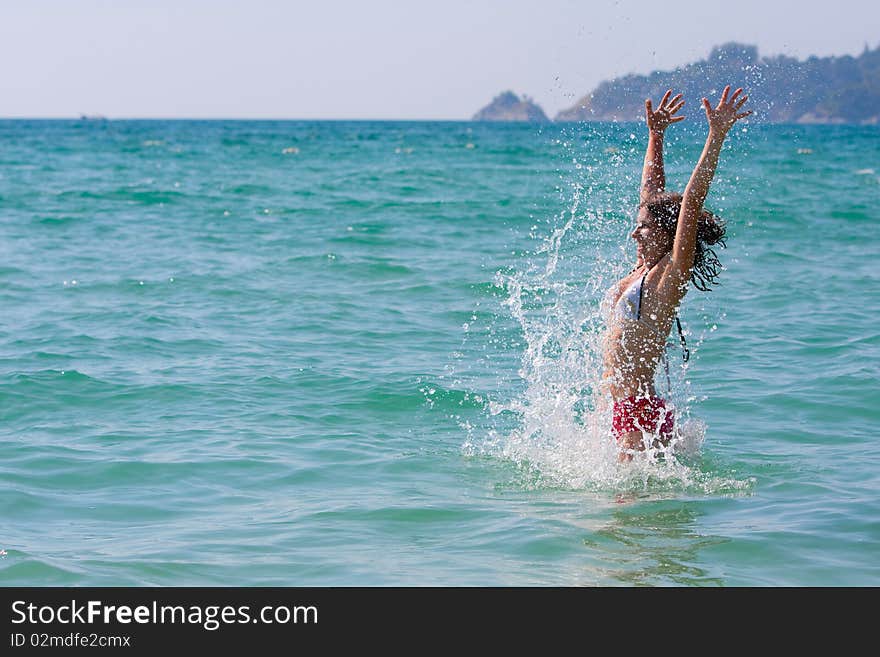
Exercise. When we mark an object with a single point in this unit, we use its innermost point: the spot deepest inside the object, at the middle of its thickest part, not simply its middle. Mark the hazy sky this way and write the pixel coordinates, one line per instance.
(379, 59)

...

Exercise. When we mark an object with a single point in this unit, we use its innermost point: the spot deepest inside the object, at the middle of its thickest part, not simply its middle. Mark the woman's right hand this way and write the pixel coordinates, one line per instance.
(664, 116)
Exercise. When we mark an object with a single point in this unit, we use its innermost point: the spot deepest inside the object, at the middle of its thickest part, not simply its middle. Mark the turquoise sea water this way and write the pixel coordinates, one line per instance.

→ INSTRUCTIONS FOR THE TASK:
Rewrite every line in the part that opens with the line containing "Mark the woman's" and closes with the line containing "Mark the turquoise", both included, leaving the wording of the entries unchanged and offsetting each pixel coordinate in the answers by -125.

→ COMPLETE OUTPUT:
Exercise. When we mark an object with a single point in this unit, we use its innermost point: the spot deepest inside the object, at the middle of its thickest part, not simply its middle. Mark the woman's right hand this way and write the pixel coordinates, one line per instance.
(539, -9)
Exercise. When we mark an object with a single point in this unit, we use its innermost point: the spot deepest inside the object, at the middle of its thickest part, not simply its middle. Mark the turquoise sea water this way and write the pixel coordinates, one line per instance.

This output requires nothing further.